# WORKING DATA
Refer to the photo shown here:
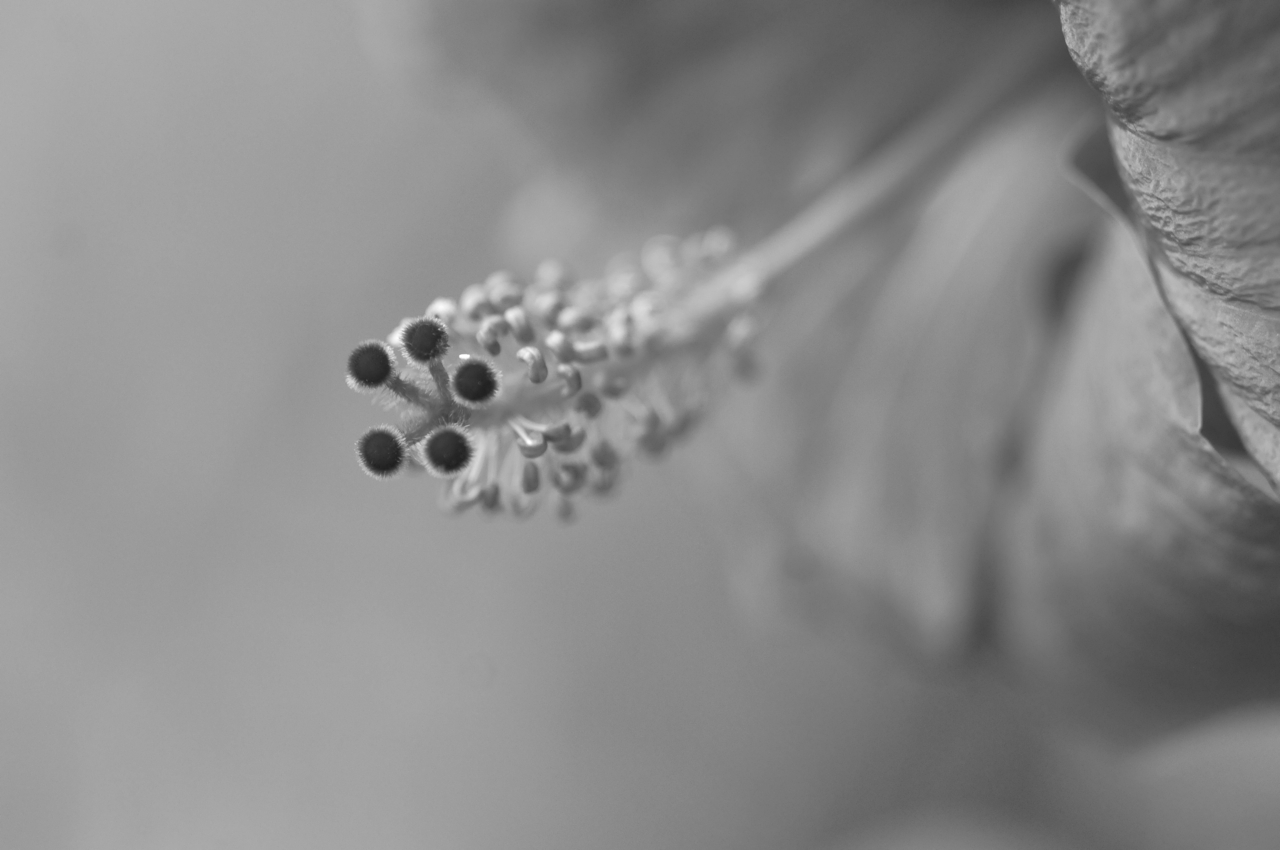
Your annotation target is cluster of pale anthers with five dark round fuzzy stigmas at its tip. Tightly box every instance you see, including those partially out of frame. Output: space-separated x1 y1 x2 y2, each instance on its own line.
347 230 751 517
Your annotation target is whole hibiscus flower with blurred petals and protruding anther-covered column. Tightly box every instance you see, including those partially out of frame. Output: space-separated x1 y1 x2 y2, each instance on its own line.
353 0 1280 752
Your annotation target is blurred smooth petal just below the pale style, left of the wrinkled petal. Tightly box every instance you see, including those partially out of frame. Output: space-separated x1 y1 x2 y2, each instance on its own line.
708 86 1098 661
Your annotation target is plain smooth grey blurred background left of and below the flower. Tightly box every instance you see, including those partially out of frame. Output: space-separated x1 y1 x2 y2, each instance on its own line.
0 0 1280 850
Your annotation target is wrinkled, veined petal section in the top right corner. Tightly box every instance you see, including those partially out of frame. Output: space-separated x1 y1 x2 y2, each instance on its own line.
1061 0 1280 481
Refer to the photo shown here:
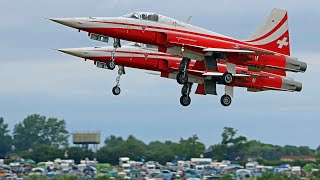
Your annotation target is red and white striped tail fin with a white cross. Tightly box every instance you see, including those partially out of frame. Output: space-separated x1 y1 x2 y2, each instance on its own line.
246 9 290 56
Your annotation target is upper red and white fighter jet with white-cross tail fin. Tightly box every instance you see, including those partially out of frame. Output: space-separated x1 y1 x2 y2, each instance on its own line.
51 9 307 106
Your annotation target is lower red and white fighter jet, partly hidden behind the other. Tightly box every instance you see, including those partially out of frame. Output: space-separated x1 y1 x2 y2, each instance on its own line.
59 43 302 106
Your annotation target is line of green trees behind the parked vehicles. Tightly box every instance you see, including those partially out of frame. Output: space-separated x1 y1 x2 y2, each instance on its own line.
0 114 320 164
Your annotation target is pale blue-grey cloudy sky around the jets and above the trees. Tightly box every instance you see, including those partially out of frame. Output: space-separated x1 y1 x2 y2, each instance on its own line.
0 0 320 148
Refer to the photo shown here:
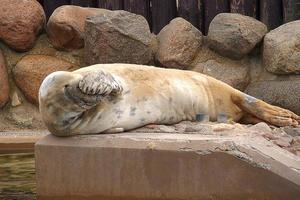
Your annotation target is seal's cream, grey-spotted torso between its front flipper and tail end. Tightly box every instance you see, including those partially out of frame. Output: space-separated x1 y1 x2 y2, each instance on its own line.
74 66 243 132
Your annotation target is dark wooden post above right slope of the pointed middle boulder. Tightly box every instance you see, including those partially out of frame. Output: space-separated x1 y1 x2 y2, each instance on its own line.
178 0 204 31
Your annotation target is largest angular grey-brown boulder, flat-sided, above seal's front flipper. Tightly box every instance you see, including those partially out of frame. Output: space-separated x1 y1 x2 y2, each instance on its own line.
85 11 154 64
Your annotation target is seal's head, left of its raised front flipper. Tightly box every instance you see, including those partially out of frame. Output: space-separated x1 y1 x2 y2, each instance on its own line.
39 71 82 134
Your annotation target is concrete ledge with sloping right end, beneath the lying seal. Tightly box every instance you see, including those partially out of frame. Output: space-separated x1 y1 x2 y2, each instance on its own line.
35 133 300 200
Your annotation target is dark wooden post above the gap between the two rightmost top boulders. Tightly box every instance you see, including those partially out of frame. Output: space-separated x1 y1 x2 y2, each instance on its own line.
260 0 283 30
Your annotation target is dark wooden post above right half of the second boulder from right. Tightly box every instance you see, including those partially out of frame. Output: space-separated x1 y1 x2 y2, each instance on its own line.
230 0 259 18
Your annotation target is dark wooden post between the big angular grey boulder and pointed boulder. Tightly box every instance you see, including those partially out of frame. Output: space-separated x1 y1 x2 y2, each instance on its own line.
151 0 177 34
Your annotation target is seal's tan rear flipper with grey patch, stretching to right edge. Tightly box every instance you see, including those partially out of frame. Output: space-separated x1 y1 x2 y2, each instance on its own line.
231 92 300 126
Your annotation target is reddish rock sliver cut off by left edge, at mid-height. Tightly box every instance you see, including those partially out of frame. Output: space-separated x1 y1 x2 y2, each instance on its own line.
0 50 9 108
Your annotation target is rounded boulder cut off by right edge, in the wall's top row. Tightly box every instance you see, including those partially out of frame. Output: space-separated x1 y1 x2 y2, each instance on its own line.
263 20 300 74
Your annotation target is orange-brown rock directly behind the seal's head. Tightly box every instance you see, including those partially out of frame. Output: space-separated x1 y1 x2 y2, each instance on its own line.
13 55 75 105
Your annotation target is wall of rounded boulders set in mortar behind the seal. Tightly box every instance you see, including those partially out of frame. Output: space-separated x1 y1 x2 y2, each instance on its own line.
0 0 300 130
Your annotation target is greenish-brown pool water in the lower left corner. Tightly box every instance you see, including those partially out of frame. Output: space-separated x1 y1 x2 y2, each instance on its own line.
0 154 36 200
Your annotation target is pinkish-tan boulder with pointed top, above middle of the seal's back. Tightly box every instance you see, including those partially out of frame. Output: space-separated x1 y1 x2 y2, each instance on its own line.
156 17 202 69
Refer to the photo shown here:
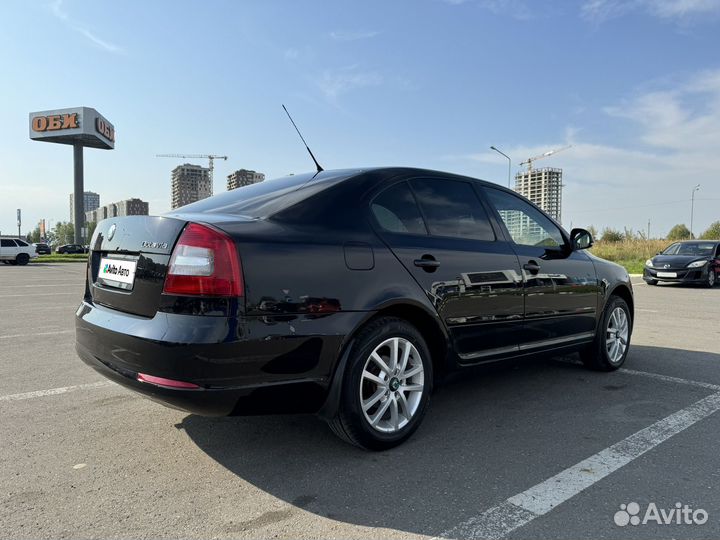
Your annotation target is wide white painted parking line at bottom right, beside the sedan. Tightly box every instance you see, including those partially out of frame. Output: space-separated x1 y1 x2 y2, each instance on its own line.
439 393 720 539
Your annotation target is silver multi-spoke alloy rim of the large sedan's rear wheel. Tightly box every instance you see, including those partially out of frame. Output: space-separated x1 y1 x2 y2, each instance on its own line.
360 337 425 433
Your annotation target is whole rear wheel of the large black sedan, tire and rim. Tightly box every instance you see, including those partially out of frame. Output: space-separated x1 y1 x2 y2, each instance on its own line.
329 317 433 450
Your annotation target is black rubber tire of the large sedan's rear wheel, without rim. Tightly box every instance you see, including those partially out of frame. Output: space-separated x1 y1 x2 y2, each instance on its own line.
328 317 433 450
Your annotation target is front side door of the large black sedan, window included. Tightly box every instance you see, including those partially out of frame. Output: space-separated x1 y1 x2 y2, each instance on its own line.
484 187 600 350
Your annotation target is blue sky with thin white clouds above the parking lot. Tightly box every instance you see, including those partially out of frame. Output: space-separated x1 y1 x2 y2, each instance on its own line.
0 0 720 236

# WHAT YOU HAVE TO DO
Give every record again word for word, pictures excluded.

# ANSWER SECTION
Refer to the photo shown here:
Your annotation target is cluster of pale anthers with five dark round fuzzy stigmas at its tip. Tightly box every instance you see, including those partially out of frame. Output: space-separated x1 y1 x2 y2, each instance on its own line.
347 230 751 517
Your annotation target is whole hibiscus flower with blurred petals and protruding anther-covered column. Tightly box every instance you see, including those partially out of frame. Output: space-separated x1 y1 x2 y2, each instance on its own line.
353 0 1280 752
Your annotation target is blurred smooth petal just below the pale style, left of the wrinkled petal. Tightly box every instance you see, including those partially out of frame. Output: space-separated x1 y1 x2 y2, each instance on its own line.
708 86 1098 661
Your annotation target is plain smooth grey blurred background left of and below the flower. Tightly box every instance you see, including those partially out of frame. Output: space-separated x1 y1 x2 y2, each instance on its own line.
0 0 1280 850
Your annotation target is wrinkled, veined petal section in the top right corner. Tightly box every instance you see, including those partially out of frame. Output: space-separated x1 y1 x2 y2, each instance on its own line.
1061 0 1280 481
Refer to the photo shown here:
Your annotation target is red and white striped tail fin with a white cross. Tightly box every instance you see, including those partially out of frame. Output: space-separated x1 y1 x2 y2, each instance on its own line.
246 9 290 56
Your annotation target is upper red and white fighter jet with white-cross tail fin. Tightly box every instance you see, including those partially out of frame. Output: space-separated x1 y1 x2 y2, each instance on its own line.
51 9 307 106
Your annotation target is lower red and white fighter jet, partly hidden behind the other. Tightly box every instance you see, including those partially out of frame. Output: space-separated x1 y1 x2 y2, each instance on its own line.
59 43 302 106
Your annotation target is line of green trees behind the parked vehicles. Tightly box every instance you see, including those partially out of frame. Output: space-separated x1 y1 x2 y2, each instance on its own line.
0 114 320 164
Your annotation target is pale blue-grey cloudy sky around the jets and above the trees. Tightly box every instance you see, including those partially out of frame. Output: space-separated x1 y1 x2 y2, each instance on its own line.
0 0 320 148
Refer to the photo shown here:
Your annotation target is seal's cream, grey-spotted torso between its front flipper and tail end. Tightly box every instance you see, including those partially out of frame. Output: space-separated x1 y1 x2 y2, each instance on its own line.
74 66 243 132
Your annotation target is dark wooden post above right slope of the pointed middle boulder. Tightly box every instance you see, including those partially out of frame. Output: space-separated x1 y1 x2 y2, each instance on its own line.
178 0 204 31
Your annotation target is largest angular grey-brown boulder, flat-sided, above seal's front flipper. Tightly box every instance you see, including those partially out of frame. Output: space-separated x1 y1 x2 y2, each instance on its own line.
85 11 154 64
Your annotation target is seal's head, left of its raised front flipper. Tightly box every instance you see, including those partially out of frame. Output: space-separated x1 y1 x2 y2, each instance on its own line.
39 71 82 134
Your annotation target is concrete ledge with sloping right end, beneath the lying seal. Tightly box every instance you see, including those partially out of frame. Output: space-separated x1 y1 x2 y2, each instance on its own line.
35 133 300 200
Your annotation target is dark wooden post above the gap between the two rightmost top boulders. Tightly box every instance you see, including those partially out of frame. Output: space-separated x1 y1 x2 y2, each instance on its own line.
260 0 283 30
Your annotation target is dark wooden post above right half of the second boulder from right. Tightly box every instance you see, including those partially out of frame. Output: space-separated x1 y1 x2 y2, each instance on its own line.
230 0 259 18
Your annotation target is dark wooden post between the big angular grey boulder and pointed boulder. Tightly box every instance you see, including those partially out of frame. Output: space-separated x1 y1 x2 y2, each instance on its own line.
151 0 177 34
Your annotation target is seal's tan rear flipper with grey patch, stretching to right edge. Tightly box every instance you see, including those partially out of frame. Output: space-separated x1 y1 x2 y2, each instance on its own line.
231 92 300 126
Your annotation target is reddish rock sliver cut off by left edge, at mid-height. Tightly box every instance you see, including those partially out of frame. Output: space-separated x1 y1 x2 y2, each instance on its own line.
0 50 9 108
Your annotation target is rounded boulder cut off by right edge, in the wall's top row. Tightly box every instance you see, including those partially out of frame. Output: space-separated x1 y1 x2 y2, each instance on its own line.
263 20 300 74
Your annotation target is orange-brown rock directly behind the seal's head. Tightly box every instance you see, including those partially out of frame. Output: space-separated x1 y1 x2 y2, each instance on its own line.
13 55 75 105
Your annotation target is wall of rounded boulders set in mortar behind the seal. Tightly box every instance you see, including those partially out of frame. Output: space-separated x1 y1 x2 y2, each instance on its own line.
0 0 300 130
Your annotation target is greenish-brown pool water in the lower left corner. Tightly box every instance you see, including those partially out of frame. Output: space-separated x1 y1 x2 y2, each instance on its own line.
0 154 36 200
Your annotation target is pinkish-tan boulder with pointed top, above middle of the seal's back. Tightly box every instance you see, including those partially out of frame. Output: space-separated x1 y1 x2 y2, each instance on its own line.
156 17 202 69
Refer to the photo shown here:
Your annotation target is wide white painted parking line at bottom right, beside the sedan. Tightly box every instance you see, including those partially out of frame. Output: space-separated x1 y1 x2 y2, each instance on its own line.
439 393 720 539
Your annotation target is silver multi-spoke alloy rim of the large sedan's rear wheel. Tightly box every instance you see, including those partially out of frame. Output: space-separated x1 y1 x2 y2, each instance on its own line.
360 337 425 433
Your annotation target is whole rear wheel of the large black sedan, tire and rim. Tightly box every instance you see, including those partially out of frame. Output: space-separated x1 y1 x2 y2, each instance on its own line.
329 317 433 450
Your annotation target is black rubber tire of the large sedan's rear wheel, without rim. Tightly box every instance you see, including those partially out of frame. Output: space-separated x1 y1 x2 y2, each instance on its own line.
328 317 433 450
Your annotation target is front side door of the large black sedan, window included. Tightly box every instance you see, including those partially out of frame. Output: space-separated x1 y1 x2 y2, each instance on its own line.
484 187 600 350
Your annotation target is blue sky with thin white clouds above the parking lot. Tightly box every instance you see, including those partially out of frame. Output: space-separated x1 y1 x2 y2, each instance on its own line.
0 0 720 236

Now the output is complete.